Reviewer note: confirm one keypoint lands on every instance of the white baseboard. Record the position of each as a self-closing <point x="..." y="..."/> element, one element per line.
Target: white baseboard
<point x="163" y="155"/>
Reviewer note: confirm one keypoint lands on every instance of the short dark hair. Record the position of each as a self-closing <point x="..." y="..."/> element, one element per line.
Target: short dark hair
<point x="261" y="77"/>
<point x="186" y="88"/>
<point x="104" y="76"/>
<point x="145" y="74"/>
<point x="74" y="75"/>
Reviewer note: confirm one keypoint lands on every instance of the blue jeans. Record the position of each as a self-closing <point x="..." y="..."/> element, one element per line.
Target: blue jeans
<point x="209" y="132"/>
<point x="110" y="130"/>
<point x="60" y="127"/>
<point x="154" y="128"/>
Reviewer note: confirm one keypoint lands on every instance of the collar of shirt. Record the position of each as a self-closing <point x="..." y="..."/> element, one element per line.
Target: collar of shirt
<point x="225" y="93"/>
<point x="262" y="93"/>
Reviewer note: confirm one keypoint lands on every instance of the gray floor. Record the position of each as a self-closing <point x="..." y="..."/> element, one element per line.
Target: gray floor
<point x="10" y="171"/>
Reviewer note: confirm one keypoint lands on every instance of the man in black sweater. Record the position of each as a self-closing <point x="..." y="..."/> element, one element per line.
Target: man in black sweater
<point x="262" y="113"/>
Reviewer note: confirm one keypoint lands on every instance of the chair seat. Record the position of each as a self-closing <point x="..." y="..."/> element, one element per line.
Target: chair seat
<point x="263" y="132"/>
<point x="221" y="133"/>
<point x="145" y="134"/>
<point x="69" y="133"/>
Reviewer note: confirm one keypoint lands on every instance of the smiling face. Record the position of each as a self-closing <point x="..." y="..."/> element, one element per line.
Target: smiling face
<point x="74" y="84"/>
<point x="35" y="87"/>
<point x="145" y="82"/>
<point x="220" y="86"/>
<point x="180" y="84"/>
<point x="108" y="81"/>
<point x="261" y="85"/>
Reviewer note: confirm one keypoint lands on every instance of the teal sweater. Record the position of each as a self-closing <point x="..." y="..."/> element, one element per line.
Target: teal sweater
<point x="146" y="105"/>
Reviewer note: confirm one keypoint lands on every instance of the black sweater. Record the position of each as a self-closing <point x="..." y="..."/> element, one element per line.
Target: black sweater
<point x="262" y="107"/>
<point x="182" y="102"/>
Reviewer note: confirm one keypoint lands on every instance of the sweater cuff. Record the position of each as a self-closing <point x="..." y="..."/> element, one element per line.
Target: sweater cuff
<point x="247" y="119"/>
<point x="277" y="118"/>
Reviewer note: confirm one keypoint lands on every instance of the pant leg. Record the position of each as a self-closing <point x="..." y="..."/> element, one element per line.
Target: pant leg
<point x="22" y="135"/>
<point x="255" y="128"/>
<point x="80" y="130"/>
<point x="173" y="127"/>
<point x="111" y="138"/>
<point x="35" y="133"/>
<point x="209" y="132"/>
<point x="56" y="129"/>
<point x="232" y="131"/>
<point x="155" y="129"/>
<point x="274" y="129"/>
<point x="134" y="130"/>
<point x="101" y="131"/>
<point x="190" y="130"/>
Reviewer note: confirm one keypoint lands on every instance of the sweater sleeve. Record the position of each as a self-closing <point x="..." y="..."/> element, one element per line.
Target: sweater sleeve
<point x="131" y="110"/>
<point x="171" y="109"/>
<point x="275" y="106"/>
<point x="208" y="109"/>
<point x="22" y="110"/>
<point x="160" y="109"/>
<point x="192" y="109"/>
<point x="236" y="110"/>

--------------------------------

- What to work on:
The whole of the data is to be returned with every line intact.

- Answer section:
Reviewer note: confirm one keypoint lands on every instance of the white baseboard. Record the position of each as a self-closing <point x="..." y="..."/> element, one element per line.
Target: white baseboard
<point x="163" y="155"/>
Reviewer note: confirm one keypoint lands on every instance of the short dark hair. Record the position of each as a self-closing <point x="..." y="..."/> element, one element per line.
Target: short dark hair
<point x="261" y="77"/>
<point x="186" y="88"/>
<point x="104" y="76"/>
<point x="145" y="74"/>
<point x="74" y="75"/>
Reviewer note: confirm one keypoint lands on every instance of the blue jeans. Record the position of each as a self-closing <point x="..." y="..."/> element, one element per line.
Target: blue jeans
<point x="209" y="132"/>
<point x="110" y="130"/>
<point x="60" y="127"/>
<point x="154" y="128"/>
Reviewer note: confirm one keypoint lands on every instance of the collar of shirt. Record the position of each as a self-closing <point x="..." y="..."/> element, one element per line.
Target: collar of shirt
<point x="225" y="93"/>
<point x="262" y="93"/>
Reviewer note: confirm one keypoint lands on every instance of the gray floor. Record the position of each as a self-closing <point x="..." y="..."/> element, one element per line.
Target: gray floor
<point x="10" y="171"/>
Reviewer note: confirm one keypoint lands on every instance of the man in black sweater. Record the position of each as a self-closing <point x="..." y="..."/> element, one element per line.
Target: man in black sweater
<point x="262" y="113"/>
Reviewer note: confirm one keypoint lands on every instance of the chair seat. Record the position of each as a self-closing <point x="..." y="..."/> element, one element per line.
Target: chair seat
<point x="263" y="132"/>
<point x="221" y="133"/>
<point x="145" y="134"/>
<point x="69" y="133"/>
Reviewer note: confirm one keypoint lands on every instance of the smiling face. Record the position of each as a self-closing <point x="..." y="..."/> element, one element per line.
Target: smiling face
<point x="74" y="84"/>
<point x="35" y="87"/>
<point x="145" y="82"/>
<point x="220" y="86"/>
<point x="180" y="84"/>
<point x="108" y="81"/>
<point x="261" y="85"/>
Reviewer note: confirm one keypoint lands on every instance of the teal sweater. Record the position of each as a self-closing <point x="..." y="..."/> element, one element per line.
Target: teal sweater
<point x="146" y="105"/>
Reviewer note: confirm one keypoint lands on every instance of the black sweater. Record the position of each as a self-closing <point x="..." y="..."/> element, one element per line.
Target: black sweater
<point x="262" y="107"/>
<point x="182" y="102"/>
Reviewer note: confirm one keypoint lands on every instance of the sweater cuff. Record the position of each as a self-closing <point x="..." y="..."/> element, one element per line.
Target: sweater cuff
<point x="247" y="119"/>
<point x="277" y="118"/>
Reviewer note: confirm one keypoint lands on every instance of the pant leg. Record the position of each as a self-closing <point x="..." y="..."/> element, one element per line.
Target: pant leg
<point x="22" y="135"/>
<point x="255" y="128"/>
<point x="80" y="130"/>
<point x="173" y="127"/>
<point x="111" y="138"/>
<point x="35" y="133"/>
<point x="209" y="132"/>
<point x="56" y="129"/>
<point x="232" y="131"/>
<point x="155" y="129"/>
<point x="274" y="129"/>
<point x="134" y="130"/>
<point x="101" y="131"/>
<point x="190" y="130"/>
Reviewer note: confirm one keypoint lands on every instance of the sweater sleeve. Record the position of each as a self-closing <point x="..." y="..."/> element, one element per line.
Target: sweater sleeve
<point x="131" y="110"/>
<point x="171" y="109"/>
<point x="275" y="106"/>
<point x="208" y="109"/>
<point x="22" y="110"/>
<point x="160" y="109"/>
<point x="192" y="109"/>
<point x="236" y="110"/>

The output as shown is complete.